• What this task involves:
Tally the lines in the entries that contain the string "chin", with case counting. How many are there? Reply with the number only.

• Extracted records:
-- START --
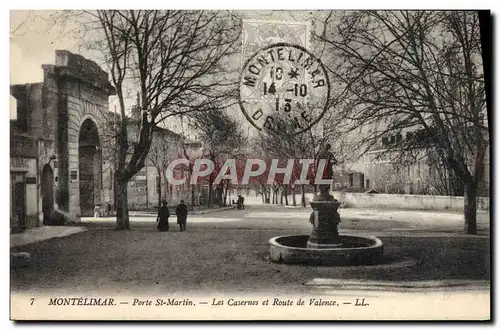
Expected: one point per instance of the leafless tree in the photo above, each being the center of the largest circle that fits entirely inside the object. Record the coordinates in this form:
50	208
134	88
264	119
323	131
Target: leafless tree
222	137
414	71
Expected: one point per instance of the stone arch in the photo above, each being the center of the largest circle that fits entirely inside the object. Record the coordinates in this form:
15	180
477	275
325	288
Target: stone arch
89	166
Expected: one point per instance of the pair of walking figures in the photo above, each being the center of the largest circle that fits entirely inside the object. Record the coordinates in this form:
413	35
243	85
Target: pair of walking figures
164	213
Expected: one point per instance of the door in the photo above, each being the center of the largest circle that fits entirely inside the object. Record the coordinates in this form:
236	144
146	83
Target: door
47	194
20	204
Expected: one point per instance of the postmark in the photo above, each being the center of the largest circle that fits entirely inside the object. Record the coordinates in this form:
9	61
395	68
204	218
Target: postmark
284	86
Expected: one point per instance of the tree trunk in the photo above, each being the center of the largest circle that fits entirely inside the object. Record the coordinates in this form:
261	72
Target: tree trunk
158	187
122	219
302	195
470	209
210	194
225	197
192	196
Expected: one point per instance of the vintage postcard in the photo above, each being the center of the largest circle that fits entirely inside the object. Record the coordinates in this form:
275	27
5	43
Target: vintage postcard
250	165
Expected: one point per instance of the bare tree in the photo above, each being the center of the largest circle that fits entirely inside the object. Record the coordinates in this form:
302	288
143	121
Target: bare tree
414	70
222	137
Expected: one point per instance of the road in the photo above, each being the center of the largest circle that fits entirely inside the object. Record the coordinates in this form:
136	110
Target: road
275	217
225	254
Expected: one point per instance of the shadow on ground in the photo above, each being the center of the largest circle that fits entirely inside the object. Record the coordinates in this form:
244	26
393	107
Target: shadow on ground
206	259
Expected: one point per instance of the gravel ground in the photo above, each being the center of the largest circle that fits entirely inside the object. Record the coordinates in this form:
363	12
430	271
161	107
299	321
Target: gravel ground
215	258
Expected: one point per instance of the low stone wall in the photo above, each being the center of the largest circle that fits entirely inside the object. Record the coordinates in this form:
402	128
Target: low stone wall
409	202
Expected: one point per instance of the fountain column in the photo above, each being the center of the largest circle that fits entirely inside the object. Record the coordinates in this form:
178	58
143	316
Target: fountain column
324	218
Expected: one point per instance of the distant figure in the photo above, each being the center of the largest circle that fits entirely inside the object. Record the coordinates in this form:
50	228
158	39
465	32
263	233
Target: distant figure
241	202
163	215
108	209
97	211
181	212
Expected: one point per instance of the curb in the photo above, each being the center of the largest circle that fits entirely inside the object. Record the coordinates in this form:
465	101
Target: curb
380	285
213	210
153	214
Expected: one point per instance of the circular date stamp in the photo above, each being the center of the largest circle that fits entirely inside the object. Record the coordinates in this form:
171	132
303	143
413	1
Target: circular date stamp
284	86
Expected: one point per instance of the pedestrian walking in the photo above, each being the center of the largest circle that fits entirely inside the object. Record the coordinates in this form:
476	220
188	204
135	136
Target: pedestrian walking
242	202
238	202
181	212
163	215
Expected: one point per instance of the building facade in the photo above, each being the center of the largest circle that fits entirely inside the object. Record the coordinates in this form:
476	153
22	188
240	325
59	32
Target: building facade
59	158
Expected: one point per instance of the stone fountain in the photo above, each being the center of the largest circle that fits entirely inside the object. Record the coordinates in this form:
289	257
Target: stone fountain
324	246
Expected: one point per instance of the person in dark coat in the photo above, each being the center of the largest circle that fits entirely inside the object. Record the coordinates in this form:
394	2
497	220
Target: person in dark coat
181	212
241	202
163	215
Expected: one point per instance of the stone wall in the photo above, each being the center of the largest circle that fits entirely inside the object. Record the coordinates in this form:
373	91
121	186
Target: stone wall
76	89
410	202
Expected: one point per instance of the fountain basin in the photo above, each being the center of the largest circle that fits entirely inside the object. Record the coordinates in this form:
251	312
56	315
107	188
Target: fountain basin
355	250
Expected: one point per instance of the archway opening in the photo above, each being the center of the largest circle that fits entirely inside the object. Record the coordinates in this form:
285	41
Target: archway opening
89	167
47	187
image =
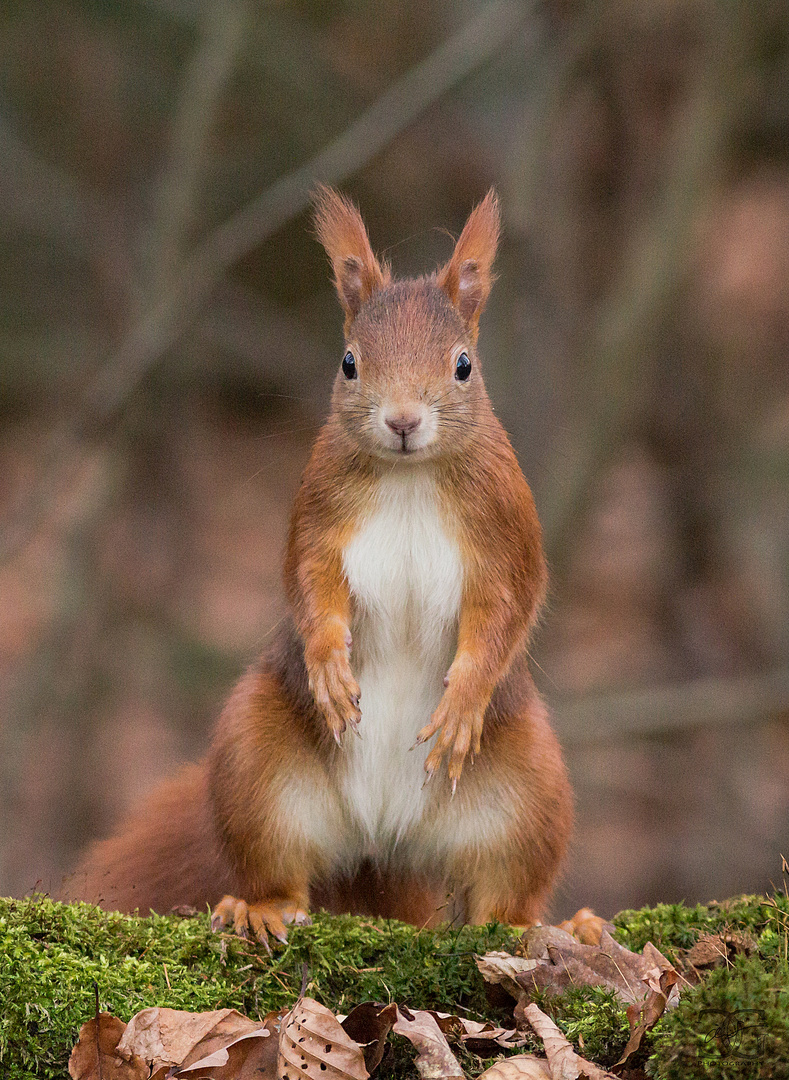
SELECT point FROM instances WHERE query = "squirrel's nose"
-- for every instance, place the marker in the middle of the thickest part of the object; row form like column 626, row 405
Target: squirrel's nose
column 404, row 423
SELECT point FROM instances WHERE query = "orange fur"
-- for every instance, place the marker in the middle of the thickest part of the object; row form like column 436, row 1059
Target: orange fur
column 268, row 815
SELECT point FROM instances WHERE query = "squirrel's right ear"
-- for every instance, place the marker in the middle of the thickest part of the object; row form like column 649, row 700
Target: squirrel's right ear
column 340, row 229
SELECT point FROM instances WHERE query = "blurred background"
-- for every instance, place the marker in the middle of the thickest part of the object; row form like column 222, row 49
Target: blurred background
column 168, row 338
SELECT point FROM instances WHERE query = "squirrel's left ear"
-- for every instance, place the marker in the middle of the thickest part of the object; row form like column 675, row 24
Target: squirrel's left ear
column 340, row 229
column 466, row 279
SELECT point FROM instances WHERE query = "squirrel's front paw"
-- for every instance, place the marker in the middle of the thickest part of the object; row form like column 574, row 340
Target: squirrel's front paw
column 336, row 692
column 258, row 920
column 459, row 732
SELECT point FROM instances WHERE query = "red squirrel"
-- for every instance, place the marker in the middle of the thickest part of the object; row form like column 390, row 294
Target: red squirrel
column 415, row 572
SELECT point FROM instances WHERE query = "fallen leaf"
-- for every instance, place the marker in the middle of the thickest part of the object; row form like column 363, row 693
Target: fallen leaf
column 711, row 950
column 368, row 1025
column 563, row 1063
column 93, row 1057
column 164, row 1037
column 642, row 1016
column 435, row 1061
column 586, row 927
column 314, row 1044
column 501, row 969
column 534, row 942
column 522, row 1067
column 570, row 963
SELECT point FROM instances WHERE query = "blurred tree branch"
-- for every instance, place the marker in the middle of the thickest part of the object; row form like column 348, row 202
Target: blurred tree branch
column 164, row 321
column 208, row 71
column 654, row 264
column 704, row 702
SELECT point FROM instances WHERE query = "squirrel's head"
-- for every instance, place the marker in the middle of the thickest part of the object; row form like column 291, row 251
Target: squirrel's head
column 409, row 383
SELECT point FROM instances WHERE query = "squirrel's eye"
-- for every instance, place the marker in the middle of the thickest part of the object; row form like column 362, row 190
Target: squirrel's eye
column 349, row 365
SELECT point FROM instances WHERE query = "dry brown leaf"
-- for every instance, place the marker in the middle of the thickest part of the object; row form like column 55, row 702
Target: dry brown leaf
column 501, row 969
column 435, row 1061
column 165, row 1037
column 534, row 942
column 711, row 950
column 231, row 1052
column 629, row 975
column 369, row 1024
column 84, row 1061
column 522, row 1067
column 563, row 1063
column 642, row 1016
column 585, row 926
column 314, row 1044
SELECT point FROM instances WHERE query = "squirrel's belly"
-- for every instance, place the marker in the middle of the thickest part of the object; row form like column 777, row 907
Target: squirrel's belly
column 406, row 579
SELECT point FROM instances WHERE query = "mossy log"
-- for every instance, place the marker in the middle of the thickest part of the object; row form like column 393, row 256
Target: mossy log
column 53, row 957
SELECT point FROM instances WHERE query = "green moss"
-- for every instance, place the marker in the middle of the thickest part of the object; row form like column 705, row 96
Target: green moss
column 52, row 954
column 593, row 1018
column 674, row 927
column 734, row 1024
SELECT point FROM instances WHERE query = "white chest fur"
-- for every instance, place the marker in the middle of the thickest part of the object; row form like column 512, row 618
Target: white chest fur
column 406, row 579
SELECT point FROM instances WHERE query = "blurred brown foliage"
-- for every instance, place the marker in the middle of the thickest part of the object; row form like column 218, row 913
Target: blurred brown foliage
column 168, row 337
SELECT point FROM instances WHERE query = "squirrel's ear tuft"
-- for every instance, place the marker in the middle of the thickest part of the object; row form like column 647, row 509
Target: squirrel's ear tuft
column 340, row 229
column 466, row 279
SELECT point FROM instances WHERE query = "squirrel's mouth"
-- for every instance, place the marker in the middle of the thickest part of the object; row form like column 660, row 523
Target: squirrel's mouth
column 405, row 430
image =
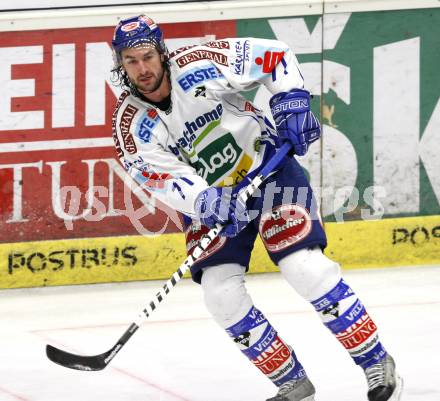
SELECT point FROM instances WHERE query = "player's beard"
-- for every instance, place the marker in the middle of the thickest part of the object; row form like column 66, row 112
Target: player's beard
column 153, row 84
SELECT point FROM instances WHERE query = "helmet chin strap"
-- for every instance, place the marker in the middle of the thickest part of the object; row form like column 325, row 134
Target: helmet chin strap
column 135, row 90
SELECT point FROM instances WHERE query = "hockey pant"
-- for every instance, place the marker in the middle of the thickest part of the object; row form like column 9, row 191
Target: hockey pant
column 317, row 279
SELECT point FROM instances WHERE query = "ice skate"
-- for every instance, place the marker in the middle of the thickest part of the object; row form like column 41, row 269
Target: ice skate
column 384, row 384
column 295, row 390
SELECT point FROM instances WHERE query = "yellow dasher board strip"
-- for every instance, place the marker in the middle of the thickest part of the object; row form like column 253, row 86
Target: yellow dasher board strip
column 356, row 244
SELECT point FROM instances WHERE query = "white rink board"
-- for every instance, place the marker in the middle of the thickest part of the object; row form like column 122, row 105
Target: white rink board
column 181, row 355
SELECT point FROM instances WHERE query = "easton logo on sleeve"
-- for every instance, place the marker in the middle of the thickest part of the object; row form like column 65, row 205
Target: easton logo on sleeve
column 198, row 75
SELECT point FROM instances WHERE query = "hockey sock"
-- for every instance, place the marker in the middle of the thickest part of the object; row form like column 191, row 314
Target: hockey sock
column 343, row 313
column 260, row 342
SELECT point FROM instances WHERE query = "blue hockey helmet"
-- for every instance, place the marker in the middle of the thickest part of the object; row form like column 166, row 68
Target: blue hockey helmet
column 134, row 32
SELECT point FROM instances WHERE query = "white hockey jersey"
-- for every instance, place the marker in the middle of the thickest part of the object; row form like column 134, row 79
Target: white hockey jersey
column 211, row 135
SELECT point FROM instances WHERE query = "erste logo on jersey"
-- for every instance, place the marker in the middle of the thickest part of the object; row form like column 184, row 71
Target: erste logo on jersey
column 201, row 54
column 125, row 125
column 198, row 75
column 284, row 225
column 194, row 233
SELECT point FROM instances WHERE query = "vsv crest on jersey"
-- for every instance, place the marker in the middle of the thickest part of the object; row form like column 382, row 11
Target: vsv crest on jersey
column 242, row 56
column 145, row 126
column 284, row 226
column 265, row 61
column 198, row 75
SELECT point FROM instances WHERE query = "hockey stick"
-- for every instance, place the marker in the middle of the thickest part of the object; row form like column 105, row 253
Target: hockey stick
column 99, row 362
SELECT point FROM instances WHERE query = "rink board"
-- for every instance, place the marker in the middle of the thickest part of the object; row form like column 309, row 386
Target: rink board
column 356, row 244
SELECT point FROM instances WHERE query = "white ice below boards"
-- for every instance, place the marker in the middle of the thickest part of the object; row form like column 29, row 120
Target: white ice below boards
-- END --
• Final answer:
2